**What this exercise asks:**
#1 According to the passage on the Gleneagles Agreement, where was the meeting held at which the Commonwealth of Nations approved the agreement?
#2 How many lines of the records contain the string "tower"? Reply with the number alone.

**Excerpted passage:**
In the Gleneagles Agreement, in 1977, Commonwealth presidents and prime ministers agreed, as part of their support for the international campaign against apartheid, to discourage contact and competition between their sportsmen and sporting organisations, teams, or individuals from South Africa. The agreement was unanimously approved by the Commonwealth of Nations at a meeting at Gleneagles, Perthshire, Scotland.

The Gleneagles Agreement reinforced their commitment, embodied in the Singapore Declaration of Commonwealth Principles (1971), to oppose racism. This commitment was further strengthened by the Declaration on Racism and Racial Prejudice, adopted by Commonwealth leaders in Lusaka in 1979. The Commonwealth was a relevant body to impose a sporting ban on South Africa because several of the sports most popular among white South Africans are dominated by Commonwealth member states, for example cricket and rugby union.

**Data records:**
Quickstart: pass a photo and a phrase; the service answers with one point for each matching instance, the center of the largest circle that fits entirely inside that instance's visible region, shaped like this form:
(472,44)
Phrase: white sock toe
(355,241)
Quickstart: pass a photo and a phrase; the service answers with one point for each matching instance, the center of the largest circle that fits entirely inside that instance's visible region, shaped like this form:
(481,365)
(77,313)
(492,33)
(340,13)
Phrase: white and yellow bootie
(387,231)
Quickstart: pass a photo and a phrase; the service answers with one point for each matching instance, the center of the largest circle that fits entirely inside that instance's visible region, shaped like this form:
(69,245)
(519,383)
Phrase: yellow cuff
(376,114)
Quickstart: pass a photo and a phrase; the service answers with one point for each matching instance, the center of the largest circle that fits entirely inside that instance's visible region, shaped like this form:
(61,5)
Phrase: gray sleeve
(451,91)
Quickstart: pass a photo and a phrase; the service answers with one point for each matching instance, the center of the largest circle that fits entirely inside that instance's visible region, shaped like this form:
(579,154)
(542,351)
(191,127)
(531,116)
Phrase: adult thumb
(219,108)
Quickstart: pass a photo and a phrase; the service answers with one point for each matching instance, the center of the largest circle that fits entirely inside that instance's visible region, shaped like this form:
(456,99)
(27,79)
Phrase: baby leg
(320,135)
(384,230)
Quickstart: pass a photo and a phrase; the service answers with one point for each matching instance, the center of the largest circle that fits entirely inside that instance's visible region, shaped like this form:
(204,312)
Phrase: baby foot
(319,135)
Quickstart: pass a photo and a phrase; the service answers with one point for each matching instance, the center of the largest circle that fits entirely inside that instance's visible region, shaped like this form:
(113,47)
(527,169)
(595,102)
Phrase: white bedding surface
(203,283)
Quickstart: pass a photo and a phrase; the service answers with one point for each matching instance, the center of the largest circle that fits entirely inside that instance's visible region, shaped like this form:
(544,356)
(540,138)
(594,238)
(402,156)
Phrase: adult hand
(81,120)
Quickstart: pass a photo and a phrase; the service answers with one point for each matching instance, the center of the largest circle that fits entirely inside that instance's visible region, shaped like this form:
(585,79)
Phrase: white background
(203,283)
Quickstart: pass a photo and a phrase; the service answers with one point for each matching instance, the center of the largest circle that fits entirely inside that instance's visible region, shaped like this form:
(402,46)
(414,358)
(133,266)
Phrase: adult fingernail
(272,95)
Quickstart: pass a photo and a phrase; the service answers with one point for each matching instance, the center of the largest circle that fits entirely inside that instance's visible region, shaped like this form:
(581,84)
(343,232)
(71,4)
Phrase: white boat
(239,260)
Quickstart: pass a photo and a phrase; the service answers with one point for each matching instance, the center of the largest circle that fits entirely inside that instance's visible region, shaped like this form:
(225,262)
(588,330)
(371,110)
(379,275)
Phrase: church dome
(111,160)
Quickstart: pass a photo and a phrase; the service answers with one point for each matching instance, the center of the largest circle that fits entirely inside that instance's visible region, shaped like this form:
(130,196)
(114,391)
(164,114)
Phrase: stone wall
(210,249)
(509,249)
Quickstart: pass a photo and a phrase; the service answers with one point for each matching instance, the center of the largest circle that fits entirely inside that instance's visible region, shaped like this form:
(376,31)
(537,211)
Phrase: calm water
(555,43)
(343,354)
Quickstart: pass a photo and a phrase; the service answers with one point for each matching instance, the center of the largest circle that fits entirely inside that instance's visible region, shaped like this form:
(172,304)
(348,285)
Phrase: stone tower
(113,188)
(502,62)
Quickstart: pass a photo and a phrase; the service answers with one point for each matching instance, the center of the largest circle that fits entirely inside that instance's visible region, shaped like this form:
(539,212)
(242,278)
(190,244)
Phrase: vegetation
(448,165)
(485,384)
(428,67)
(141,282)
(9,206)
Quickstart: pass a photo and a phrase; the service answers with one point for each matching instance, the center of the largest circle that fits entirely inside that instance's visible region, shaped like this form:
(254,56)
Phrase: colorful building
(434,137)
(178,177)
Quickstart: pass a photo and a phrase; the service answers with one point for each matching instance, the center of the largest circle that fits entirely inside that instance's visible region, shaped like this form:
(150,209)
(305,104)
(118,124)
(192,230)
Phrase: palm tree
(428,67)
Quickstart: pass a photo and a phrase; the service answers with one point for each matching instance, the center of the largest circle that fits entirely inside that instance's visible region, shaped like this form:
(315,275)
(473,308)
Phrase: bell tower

**Responses:**
#1 Gleneagles, Perthshire, Scotland

#2 2